PROBLEMAS:
1. Según el sermón sobre Zaqueo, ¿de qué proceden las riquezas la mayoría de las veces? Enumera todo lo que menciona.
2. Por favor, prolonga el sermón sobre Zaqueo a partir de su última oración.

PASAJE:
------------------------------------------------------------

Sermones que Iluminan

Propio 26 (C) – 2013

November 04, 2013


El evangelio que leemos este domingo nos habla de la conversión. El personaje objeto de la acción salvadora de Jesús, es Zaqueo, palabra que usamos con mucha frecuencia para hablar de robo. Zaqueo es un jefe de publicanos, o sea, de cobradores de impuestos, personas de mala fama porque robaban a la gente cobrando más de lo debido, es decir, acostumbrados a cometer usura.

Y es que las riquezas no son malas en cuanto tales, sino en cuanto que proceden, la mayoría de las veces, de la violencia, del despojo, del engaño y de la usura. Zaqueo es un hombre rico. Al percatarse de la llegada de Jesús a Jericó, quiso “verlo” y fue “visto” por el Señor. Su pequeña estatura no obedece tanto a poca altura, sino a su exclusión por parte de la gente que lo veía como un ladrón, como alguien detestable, además de ser odiado por muchos.

El “trataba de distinguir quién era Jesús”, pero la gente se lo impedía. No pretendía comprar a Jesús, ni manipularlo, ni obtener de él su bendición. Al percatarse de la perdición a que le arrastraban las riquezas, tomó una decisión: “bajar del árbol”, es decir, cambia, da un viraje, se convierte, cambia de rumbo; y “lo hace inmediatamente”, es decir, sin demora alguna, sin dar tiempo al arrepentimiento ni cambio de decisión, para “dar lo que tenía”, es decir, volverse generoso y entregar o devolver, a quien había hurtado, robado, despojado, aquello que le pertenecía. Devuelve a los pobres y desposeídos por el mismo, todo aquello que había arrancado de sus manos.

------------------------------------------------------------

BLOQUE DE DATOS:

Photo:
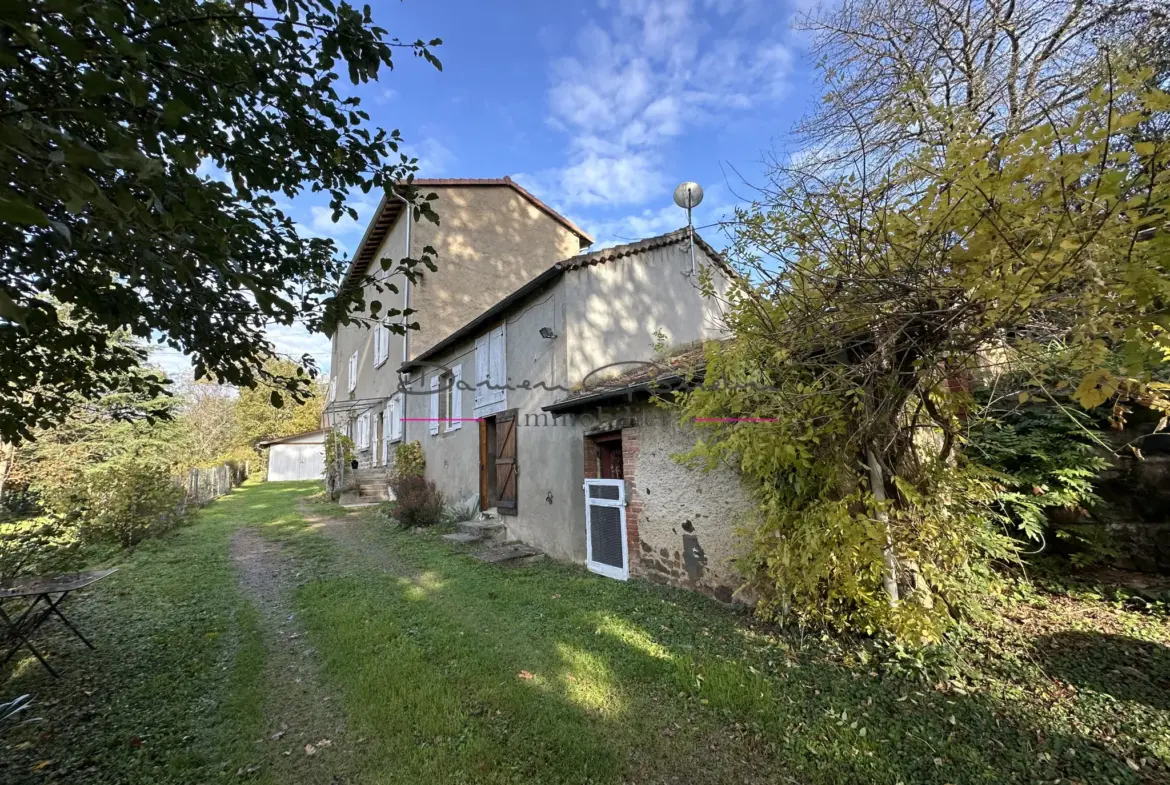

------------------------------------------------------------

RESPUESTAS:
1. La violencia, el despojo, el engaño y la usura.

2.
De Zaqueo salen estas palabras, de lo más profundo de su corazón: “Mira, Señor, voy a dar a los pobres la mitad de todo lo que tengo; y si le he robado algo a alguien, le devolveré cuatro veces más”. Jesús es el siervo-profeta del lado de los pobres y oprimidos, que invita a la conversión de todos y a todos ofrece su palabra. La conversión es un anuncio diario y a diario, para todos por igual, no importa su estatura espiritual, no importa su condición de pecadores, ni de pecado cometido, a todos por igual sin distingo alguno, sin excluir a alguien por su específica o especial condición. No importa su cercanía a Dios, o por el contrario, su lejanía de Dios. No importa su gracia abundante o por el contrario, su carencia de la bendición divina.

En el caso de Zaqueo, o de cada uno de nosotros, la conversión seguida de un banquete de comida, es signo del banquete eucarístico de los reconciliados. Cada Eucaristía, diaria o dominical, es el banquete de todos los que a diario, acuden allí para reconciliarse con Dios y con el hermano. Allí debemos reconocer el daño hecho a otros, lo que les hemos hurtado, lo que hemos hablado mal, lo que hemos hecho para destruir a otros. De allí debemos salir renovados, convertidos, para dar generosamente lo que abundantemente, hemos recibido de Dios.

El profeta Habacuc, capítulo 2:1-4, nos invita a estar vigilantes, “trepados en el árbol”, para saber cuándo el Señor se acerca. El profeta bien dice: “Estaré atento y vigilante, como lo está el centinela en su puesto, para ver qué me dice el Señor y qué respuesta da a mis quejas”.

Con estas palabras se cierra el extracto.